• Direction
Count how many lines in the rows below contain the string "vanity", treating case as significant, and reply with only that number.

Dataset rows:
※ ※ ※

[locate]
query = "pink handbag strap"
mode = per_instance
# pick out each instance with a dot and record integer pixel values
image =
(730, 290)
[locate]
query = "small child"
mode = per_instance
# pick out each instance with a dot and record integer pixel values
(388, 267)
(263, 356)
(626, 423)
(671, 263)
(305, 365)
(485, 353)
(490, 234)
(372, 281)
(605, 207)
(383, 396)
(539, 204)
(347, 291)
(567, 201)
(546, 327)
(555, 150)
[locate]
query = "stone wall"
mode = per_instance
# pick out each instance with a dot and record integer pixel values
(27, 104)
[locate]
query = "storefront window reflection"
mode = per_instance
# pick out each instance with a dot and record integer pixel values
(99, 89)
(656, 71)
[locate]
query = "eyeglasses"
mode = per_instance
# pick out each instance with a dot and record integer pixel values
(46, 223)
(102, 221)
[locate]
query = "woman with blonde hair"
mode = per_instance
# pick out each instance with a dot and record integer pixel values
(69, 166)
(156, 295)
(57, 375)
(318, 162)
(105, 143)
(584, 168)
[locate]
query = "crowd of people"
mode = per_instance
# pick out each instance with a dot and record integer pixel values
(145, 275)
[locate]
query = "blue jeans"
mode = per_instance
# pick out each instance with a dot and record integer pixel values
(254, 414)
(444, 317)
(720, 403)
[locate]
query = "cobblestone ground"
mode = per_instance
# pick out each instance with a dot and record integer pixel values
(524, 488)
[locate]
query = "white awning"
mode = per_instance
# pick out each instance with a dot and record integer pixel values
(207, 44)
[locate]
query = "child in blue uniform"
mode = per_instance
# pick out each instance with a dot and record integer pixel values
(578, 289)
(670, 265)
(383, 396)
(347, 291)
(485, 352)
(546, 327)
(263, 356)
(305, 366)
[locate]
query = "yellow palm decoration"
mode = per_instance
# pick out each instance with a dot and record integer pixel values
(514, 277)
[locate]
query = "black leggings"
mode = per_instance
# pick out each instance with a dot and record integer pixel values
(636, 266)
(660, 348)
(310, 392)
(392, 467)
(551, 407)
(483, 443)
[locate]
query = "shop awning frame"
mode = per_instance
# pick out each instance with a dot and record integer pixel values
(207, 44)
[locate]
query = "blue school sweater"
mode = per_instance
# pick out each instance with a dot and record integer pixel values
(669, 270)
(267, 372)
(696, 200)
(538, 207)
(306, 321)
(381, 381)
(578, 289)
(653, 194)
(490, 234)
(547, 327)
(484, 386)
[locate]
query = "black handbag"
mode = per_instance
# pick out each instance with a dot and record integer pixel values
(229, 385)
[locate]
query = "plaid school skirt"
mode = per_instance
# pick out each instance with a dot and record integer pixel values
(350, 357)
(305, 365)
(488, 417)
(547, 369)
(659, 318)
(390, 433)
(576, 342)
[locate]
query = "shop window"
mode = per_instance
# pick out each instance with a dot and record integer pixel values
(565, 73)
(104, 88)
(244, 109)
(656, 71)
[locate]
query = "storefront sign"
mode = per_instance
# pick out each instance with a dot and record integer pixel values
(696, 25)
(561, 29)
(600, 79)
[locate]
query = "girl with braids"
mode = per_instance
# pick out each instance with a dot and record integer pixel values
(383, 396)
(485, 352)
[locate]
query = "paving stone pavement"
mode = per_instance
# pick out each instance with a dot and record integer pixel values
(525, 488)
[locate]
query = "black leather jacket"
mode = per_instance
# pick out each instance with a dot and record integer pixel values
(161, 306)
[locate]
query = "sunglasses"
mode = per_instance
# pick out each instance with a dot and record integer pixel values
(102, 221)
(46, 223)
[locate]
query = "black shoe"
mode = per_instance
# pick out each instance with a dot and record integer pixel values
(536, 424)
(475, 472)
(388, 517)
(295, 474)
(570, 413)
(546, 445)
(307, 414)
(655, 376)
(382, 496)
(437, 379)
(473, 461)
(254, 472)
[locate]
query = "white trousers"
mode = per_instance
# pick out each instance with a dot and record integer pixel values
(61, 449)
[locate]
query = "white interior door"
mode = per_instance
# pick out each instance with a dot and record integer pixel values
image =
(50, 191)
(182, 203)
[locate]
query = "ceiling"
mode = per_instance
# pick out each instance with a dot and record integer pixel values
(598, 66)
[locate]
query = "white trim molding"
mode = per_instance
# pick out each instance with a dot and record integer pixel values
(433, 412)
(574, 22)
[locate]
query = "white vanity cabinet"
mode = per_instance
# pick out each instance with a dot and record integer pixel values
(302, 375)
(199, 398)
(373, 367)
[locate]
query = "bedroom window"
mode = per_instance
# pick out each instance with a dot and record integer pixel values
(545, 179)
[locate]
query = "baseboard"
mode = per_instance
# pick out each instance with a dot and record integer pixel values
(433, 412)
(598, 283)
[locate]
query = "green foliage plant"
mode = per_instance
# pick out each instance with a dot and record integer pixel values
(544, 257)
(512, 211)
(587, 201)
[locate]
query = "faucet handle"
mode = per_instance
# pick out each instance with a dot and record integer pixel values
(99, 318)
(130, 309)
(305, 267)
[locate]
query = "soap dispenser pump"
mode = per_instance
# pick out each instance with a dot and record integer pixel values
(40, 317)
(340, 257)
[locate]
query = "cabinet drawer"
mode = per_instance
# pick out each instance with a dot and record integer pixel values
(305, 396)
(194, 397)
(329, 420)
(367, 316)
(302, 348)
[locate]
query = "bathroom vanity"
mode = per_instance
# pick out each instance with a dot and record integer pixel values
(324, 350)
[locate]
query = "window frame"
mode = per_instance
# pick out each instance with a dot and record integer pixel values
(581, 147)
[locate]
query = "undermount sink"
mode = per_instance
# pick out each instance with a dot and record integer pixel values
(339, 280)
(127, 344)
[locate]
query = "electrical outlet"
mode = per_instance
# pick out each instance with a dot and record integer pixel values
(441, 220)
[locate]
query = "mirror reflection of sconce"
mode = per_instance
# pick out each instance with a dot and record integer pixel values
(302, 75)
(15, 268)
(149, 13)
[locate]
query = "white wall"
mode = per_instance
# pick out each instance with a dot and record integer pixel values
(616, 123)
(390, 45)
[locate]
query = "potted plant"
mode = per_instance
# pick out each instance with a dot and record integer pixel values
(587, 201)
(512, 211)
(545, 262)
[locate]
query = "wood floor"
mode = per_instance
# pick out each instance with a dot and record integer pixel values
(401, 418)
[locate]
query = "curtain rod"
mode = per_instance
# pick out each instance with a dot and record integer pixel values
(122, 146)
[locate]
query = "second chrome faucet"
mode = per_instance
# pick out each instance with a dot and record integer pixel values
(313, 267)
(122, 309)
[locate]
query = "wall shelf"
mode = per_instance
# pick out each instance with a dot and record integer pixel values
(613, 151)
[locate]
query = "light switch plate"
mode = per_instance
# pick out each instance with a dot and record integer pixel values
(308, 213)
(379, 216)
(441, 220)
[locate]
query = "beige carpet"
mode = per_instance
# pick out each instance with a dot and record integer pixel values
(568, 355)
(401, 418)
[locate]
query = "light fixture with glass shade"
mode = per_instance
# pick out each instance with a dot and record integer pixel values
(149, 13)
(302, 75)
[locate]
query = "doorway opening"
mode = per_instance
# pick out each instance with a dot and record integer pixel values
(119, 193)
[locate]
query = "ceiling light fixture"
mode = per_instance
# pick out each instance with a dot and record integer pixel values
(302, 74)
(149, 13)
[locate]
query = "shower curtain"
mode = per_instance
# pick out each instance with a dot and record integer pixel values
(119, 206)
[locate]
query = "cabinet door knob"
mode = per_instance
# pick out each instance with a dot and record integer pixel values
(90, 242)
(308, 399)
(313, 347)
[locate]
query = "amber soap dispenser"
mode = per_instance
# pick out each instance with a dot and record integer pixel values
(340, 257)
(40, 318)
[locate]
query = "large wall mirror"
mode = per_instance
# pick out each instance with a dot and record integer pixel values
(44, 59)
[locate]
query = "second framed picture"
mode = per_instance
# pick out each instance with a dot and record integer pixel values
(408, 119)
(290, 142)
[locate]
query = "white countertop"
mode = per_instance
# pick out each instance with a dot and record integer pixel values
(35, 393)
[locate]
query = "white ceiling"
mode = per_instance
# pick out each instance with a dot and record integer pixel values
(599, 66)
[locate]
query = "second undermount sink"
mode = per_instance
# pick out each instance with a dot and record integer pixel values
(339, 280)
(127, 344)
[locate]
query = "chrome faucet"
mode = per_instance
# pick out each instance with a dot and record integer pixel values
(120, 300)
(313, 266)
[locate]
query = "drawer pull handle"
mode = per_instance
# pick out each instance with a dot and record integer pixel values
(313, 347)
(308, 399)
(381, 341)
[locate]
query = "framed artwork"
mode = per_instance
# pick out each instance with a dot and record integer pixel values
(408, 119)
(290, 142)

※ ※ ※

• Answer to this task
2